## Instructions to follow
Swap "asphalt surface" for "road surface" in the part of the listing that opens with the line containing "Give the segmentation of every instance of the asphalt" and closes with the line containing "List every instance of the asphalt", then give only those lines back with nothing else changed.

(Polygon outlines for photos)
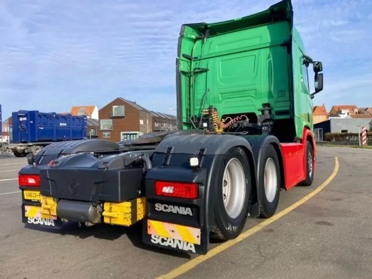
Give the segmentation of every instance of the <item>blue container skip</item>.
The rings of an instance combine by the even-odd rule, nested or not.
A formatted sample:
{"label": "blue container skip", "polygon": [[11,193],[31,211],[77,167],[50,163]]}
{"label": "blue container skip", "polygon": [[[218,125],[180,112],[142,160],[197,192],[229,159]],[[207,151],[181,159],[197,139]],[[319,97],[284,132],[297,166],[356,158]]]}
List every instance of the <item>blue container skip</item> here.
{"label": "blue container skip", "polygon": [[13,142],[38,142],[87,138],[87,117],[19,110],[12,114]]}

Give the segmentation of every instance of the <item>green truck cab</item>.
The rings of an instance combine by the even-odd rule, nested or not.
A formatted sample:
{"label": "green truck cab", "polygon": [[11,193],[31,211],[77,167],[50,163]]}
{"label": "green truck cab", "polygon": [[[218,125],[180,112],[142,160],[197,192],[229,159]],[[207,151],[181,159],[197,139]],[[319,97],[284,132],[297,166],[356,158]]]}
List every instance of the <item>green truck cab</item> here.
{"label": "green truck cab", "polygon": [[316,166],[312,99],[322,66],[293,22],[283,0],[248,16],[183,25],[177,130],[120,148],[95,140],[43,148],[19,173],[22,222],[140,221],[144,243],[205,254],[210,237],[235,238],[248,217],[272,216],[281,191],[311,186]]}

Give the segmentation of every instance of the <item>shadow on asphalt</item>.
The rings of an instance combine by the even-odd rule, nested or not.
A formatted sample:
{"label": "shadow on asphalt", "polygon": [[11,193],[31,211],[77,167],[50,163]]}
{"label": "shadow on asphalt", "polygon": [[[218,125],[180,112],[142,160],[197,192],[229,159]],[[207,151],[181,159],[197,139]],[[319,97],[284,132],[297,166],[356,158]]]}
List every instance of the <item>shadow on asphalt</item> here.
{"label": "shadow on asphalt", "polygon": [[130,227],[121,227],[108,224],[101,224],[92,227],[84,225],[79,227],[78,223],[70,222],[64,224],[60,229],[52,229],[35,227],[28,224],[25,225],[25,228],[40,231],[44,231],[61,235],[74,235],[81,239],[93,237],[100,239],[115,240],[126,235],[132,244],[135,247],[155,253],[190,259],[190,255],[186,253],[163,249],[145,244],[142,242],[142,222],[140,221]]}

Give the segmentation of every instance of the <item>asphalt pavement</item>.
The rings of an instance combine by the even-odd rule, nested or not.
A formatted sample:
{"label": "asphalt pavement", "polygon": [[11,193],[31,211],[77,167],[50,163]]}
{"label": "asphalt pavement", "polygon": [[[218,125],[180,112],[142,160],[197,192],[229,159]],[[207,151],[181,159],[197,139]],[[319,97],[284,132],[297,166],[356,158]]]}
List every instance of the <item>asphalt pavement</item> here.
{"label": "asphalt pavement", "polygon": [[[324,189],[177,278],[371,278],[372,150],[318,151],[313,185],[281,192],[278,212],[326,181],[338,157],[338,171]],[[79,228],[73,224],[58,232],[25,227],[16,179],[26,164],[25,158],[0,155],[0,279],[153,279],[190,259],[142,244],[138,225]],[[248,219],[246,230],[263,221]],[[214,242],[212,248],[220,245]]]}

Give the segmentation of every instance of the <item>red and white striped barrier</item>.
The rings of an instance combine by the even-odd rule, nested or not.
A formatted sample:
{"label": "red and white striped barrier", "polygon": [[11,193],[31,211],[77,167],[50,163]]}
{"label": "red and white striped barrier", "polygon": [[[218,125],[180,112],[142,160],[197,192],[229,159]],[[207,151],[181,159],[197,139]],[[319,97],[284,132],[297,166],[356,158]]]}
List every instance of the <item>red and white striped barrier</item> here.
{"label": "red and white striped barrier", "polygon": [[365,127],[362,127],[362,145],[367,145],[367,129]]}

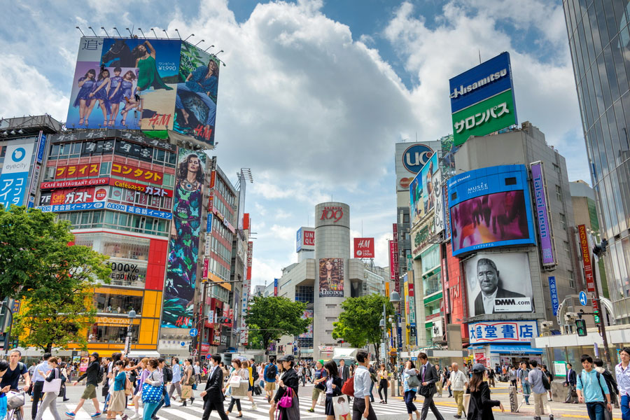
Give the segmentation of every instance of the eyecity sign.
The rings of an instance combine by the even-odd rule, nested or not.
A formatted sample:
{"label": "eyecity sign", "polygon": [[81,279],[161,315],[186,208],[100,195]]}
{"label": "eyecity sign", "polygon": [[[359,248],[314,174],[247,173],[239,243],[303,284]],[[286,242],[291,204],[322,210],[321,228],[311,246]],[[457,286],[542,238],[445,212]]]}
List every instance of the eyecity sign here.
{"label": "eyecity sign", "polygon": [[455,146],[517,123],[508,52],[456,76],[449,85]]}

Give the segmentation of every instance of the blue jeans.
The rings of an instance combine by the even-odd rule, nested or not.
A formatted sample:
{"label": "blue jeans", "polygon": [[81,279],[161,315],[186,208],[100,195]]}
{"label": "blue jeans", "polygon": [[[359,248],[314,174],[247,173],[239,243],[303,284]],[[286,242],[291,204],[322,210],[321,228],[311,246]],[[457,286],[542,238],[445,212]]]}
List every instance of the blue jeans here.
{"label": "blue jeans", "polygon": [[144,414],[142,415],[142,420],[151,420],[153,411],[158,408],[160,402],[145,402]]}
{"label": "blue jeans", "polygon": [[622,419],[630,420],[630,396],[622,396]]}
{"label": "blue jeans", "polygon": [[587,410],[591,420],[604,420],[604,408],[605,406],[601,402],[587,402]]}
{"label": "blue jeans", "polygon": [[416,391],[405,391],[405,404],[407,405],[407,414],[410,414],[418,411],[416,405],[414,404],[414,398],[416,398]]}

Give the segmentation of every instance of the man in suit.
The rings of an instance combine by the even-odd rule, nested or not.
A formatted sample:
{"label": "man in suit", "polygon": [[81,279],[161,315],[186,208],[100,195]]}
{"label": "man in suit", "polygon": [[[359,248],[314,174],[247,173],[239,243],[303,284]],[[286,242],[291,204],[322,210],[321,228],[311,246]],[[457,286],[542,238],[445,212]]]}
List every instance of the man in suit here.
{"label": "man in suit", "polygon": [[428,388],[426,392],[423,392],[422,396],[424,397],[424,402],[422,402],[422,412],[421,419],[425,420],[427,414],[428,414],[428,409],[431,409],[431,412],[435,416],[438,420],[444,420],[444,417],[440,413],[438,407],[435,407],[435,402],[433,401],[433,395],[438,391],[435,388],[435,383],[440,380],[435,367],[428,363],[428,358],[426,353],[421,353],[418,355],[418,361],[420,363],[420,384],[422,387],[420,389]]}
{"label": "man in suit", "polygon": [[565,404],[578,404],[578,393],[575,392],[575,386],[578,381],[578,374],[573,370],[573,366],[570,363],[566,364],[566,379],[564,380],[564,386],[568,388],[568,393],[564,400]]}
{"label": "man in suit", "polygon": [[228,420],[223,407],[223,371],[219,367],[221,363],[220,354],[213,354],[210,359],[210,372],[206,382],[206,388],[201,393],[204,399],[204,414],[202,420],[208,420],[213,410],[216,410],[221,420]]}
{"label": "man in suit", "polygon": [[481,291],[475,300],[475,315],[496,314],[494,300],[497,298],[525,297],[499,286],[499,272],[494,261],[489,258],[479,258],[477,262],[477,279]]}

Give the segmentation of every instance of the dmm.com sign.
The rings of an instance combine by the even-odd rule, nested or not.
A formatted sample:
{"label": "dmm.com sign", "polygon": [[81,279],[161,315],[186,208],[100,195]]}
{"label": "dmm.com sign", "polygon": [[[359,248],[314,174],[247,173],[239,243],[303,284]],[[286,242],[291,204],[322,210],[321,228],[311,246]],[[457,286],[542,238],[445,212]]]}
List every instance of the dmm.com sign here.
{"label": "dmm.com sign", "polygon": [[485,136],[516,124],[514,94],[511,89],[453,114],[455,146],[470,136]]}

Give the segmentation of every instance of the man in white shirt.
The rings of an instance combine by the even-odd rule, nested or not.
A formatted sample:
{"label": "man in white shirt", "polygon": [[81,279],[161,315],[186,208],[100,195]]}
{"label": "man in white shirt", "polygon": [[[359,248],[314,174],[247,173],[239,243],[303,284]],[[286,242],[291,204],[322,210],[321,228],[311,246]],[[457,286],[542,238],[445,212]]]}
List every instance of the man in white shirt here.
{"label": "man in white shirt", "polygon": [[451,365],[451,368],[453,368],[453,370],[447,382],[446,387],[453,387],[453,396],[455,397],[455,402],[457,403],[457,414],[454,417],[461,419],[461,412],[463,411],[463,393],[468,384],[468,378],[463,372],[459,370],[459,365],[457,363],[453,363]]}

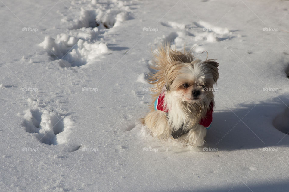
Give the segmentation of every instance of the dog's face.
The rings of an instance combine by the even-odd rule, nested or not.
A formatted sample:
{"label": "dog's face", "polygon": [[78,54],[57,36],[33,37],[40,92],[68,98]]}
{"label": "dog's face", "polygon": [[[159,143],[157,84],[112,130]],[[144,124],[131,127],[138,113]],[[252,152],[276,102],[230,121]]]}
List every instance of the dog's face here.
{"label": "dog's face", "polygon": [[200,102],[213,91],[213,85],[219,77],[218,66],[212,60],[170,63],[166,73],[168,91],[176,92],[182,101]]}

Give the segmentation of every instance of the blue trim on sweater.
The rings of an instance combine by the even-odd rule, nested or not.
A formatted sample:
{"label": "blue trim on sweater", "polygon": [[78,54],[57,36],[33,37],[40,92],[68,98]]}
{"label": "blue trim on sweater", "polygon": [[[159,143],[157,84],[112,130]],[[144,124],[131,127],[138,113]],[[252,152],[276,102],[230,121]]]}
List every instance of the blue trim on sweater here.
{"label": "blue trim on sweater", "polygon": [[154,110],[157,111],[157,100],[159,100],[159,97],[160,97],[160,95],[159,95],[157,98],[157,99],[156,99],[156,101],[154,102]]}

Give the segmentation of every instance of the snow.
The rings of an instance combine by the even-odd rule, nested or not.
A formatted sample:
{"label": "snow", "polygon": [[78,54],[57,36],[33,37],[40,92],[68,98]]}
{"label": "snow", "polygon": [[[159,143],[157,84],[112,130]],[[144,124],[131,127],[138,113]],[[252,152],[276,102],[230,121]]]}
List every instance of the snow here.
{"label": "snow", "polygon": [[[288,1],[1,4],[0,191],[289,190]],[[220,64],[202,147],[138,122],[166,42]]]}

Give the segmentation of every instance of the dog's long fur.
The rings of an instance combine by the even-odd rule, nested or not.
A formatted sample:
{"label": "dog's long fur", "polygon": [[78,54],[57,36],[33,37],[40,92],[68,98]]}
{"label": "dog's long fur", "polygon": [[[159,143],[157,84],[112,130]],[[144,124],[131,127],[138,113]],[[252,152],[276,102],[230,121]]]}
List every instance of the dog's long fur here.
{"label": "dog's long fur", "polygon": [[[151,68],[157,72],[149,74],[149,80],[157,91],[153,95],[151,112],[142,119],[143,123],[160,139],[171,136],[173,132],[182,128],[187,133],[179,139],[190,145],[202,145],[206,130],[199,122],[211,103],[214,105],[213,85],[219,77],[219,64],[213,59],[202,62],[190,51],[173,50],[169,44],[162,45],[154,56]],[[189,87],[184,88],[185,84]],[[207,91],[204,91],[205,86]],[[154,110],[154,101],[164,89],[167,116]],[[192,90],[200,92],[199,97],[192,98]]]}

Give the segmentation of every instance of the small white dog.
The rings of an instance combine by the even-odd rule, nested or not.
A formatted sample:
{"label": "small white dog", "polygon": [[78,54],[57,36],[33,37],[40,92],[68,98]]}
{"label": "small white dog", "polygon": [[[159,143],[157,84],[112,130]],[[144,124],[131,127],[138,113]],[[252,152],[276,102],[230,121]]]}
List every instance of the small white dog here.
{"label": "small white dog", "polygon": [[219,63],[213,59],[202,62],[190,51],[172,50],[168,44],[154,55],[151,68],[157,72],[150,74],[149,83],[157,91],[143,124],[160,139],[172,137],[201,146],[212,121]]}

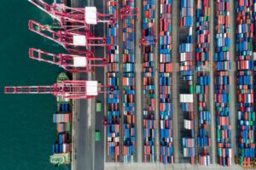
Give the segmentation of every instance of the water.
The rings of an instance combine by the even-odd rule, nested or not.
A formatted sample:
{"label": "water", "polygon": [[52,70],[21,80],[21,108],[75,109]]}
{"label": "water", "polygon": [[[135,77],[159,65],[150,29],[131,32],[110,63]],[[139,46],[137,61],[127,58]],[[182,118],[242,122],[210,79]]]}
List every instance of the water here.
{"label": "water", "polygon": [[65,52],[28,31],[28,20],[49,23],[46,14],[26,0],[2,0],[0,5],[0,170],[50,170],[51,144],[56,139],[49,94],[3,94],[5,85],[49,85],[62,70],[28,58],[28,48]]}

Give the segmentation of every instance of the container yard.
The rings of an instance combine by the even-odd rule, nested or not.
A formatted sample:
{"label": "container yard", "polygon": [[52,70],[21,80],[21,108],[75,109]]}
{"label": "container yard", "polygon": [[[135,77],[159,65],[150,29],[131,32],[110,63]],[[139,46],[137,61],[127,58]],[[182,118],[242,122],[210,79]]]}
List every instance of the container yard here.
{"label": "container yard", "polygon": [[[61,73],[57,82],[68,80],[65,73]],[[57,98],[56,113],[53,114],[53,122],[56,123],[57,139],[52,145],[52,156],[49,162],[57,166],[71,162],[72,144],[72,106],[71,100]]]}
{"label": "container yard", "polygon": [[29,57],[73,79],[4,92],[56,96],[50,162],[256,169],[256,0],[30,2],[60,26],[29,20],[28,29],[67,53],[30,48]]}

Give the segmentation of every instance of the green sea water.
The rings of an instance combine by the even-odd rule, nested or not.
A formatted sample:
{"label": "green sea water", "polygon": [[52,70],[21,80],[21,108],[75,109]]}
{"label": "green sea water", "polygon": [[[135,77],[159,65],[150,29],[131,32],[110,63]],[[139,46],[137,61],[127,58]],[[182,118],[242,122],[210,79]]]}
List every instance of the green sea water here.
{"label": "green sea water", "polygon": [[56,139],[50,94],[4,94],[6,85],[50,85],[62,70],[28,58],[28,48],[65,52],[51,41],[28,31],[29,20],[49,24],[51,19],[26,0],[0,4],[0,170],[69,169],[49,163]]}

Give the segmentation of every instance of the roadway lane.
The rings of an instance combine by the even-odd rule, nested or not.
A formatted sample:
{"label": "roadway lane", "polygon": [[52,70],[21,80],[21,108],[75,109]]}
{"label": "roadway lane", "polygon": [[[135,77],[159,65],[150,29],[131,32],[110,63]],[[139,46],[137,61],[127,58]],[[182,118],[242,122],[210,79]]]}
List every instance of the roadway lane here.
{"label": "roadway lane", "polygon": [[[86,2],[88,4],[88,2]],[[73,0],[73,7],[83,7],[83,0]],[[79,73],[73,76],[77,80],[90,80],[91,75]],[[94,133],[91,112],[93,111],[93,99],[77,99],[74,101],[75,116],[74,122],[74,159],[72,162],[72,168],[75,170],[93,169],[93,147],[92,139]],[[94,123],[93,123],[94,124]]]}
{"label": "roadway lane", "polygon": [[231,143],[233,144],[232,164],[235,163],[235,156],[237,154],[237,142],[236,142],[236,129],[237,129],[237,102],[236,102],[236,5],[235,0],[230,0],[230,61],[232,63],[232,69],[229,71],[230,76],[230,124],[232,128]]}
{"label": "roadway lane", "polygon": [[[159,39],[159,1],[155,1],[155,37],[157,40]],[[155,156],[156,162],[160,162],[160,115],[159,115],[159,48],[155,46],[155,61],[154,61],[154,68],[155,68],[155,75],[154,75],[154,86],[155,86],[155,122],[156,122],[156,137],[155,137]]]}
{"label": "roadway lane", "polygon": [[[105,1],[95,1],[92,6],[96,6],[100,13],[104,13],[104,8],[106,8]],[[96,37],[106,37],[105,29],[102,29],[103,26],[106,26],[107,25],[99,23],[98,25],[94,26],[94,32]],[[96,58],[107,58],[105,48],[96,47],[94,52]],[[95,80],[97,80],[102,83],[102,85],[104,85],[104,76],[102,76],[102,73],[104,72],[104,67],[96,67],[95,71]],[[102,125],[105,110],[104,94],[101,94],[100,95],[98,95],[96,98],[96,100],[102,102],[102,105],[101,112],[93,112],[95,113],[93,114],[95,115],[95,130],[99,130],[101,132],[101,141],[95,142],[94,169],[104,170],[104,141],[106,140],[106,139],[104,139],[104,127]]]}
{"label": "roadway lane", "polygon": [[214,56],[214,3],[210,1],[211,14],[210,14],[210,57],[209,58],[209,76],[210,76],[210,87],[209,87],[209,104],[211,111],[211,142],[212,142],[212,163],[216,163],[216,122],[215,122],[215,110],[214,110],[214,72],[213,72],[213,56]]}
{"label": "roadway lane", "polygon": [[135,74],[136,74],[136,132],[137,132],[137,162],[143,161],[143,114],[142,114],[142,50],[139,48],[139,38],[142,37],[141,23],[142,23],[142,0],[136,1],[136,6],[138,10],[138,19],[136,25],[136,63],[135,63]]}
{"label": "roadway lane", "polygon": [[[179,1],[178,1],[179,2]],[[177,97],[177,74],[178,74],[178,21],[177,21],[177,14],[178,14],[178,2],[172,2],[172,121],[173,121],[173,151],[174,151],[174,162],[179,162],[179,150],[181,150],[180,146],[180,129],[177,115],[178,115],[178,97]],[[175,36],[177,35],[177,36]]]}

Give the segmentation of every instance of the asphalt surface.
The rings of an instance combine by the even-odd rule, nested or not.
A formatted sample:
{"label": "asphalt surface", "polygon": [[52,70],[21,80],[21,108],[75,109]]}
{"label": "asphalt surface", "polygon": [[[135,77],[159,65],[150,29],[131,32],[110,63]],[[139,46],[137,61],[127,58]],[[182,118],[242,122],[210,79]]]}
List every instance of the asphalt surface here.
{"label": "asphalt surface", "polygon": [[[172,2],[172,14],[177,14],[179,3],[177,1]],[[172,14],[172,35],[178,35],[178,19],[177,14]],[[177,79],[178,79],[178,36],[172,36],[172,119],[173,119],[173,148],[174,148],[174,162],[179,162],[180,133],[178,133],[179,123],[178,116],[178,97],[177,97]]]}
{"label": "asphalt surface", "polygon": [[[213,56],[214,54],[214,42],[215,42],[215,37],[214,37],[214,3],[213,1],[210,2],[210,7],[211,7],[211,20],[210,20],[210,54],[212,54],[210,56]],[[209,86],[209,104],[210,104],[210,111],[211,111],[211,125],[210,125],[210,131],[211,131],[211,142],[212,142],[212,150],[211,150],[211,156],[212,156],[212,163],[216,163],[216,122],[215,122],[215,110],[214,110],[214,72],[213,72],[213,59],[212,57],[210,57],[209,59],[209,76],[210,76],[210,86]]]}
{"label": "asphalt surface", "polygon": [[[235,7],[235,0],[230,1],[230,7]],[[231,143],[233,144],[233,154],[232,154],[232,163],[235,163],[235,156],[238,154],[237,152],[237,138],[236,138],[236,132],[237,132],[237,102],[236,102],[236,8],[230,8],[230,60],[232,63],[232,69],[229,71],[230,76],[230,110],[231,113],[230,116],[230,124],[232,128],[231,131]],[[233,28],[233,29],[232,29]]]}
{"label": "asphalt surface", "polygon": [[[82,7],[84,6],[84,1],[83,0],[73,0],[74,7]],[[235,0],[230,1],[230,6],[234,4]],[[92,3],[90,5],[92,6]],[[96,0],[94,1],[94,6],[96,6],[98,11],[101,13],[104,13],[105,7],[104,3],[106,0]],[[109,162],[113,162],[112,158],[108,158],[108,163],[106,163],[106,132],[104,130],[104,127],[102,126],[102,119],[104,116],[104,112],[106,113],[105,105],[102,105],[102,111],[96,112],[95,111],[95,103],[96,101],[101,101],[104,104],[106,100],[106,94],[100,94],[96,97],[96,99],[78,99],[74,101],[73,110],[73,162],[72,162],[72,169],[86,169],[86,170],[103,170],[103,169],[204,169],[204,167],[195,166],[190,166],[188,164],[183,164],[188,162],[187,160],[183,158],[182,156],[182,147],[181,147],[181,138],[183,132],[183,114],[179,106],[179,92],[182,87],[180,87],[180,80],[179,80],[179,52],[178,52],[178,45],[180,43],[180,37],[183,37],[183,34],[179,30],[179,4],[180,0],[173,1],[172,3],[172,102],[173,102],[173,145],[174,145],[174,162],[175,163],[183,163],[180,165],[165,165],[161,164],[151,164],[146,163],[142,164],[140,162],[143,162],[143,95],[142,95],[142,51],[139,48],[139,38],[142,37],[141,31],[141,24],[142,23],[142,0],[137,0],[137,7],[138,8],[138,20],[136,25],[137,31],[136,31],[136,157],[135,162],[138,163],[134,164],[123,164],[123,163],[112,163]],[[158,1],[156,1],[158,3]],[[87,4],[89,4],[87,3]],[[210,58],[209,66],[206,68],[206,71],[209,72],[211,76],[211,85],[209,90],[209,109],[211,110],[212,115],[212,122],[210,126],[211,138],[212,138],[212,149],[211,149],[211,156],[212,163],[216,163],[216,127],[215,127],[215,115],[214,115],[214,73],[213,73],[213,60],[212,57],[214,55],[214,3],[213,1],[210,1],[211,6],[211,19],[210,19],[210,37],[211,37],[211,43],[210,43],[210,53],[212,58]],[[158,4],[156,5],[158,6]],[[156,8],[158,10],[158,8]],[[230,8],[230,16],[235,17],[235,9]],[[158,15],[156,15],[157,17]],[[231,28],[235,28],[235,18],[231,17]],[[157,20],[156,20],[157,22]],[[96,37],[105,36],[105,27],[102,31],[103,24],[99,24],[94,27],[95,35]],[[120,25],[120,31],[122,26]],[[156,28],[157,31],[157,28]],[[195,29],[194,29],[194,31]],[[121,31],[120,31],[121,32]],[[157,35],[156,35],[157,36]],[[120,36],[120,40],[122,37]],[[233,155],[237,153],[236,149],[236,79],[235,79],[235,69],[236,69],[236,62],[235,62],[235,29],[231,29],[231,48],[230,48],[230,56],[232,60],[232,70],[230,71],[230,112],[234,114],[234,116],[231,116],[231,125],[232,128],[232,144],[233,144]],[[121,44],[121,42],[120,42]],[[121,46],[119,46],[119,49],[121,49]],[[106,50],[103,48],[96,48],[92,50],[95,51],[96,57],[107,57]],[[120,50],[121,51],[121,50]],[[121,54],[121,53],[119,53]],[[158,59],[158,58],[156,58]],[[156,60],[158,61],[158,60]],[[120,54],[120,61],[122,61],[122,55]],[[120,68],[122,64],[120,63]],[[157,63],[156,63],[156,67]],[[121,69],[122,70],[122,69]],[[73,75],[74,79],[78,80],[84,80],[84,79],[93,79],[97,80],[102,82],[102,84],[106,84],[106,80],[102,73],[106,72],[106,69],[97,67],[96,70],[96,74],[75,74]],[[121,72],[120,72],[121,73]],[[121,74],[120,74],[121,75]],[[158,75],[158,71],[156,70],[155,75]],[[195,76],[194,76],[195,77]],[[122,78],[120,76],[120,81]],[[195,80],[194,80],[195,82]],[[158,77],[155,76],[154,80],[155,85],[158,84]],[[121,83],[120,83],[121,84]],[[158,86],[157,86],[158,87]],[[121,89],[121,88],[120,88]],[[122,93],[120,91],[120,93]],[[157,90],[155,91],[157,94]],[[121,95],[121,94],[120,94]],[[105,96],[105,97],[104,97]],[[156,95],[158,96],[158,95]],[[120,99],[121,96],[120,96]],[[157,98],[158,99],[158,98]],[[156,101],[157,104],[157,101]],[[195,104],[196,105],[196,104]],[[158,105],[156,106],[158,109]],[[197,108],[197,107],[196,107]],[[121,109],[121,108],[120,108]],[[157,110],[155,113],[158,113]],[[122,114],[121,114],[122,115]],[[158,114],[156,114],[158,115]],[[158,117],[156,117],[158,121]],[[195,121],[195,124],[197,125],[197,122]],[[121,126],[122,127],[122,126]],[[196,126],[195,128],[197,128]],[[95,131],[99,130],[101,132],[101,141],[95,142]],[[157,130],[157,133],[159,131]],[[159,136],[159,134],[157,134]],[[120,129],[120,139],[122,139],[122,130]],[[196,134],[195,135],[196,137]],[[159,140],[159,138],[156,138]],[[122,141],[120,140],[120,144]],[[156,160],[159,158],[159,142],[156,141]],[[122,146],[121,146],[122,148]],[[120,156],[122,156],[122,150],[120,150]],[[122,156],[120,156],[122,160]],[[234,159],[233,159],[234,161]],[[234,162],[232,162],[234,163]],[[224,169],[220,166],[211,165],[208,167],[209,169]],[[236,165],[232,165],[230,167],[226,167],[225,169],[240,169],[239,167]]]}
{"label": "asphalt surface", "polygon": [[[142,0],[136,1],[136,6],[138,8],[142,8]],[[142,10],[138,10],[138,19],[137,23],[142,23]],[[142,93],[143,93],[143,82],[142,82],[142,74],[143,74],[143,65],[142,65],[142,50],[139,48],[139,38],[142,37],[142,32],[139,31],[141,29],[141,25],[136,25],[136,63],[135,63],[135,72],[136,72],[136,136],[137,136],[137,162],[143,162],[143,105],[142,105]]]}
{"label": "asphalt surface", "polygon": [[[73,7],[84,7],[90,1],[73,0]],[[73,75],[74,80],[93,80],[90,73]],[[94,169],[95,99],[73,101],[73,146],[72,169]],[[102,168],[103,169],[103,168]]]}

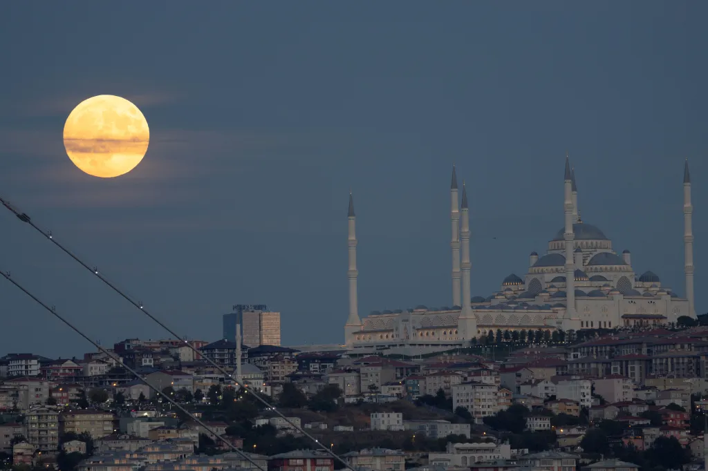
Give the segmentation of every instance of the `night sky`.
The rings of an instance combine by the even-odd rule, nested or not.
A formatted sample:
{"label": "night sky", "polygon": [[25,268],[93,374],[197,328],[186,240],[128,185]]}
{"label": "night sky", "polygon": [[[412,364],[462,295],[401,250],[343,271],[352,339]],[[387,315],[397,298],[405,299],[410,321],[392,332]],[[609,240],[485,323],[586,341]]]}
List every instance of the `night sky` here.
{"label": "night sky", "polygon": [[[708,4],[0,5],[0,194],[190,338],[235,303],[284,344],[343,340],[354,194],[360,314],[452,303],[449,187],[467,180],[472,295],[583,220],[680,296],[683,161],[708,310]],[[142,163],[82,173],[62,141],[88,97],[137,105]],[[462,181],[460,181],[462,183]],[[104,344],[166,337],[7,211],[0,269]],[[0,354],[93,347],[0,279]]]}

## Result of the task
Give the segmentation of every instance of the road surface.
The rings of an instance combine by the even-odd rule, nested or not.
A formatted sample:
{"label": "road surface", "polygon": [[52,70],[21,80],[21,108],[75,109]]}
{"label": "road surface", "polygon": [[[135,77],[159,65],[150,29],[131,32],[110,63]],[[139,46],[137,61],[127,58]],[[182,118],[242,122],[210,79]]]}
List every instance of the road surface here.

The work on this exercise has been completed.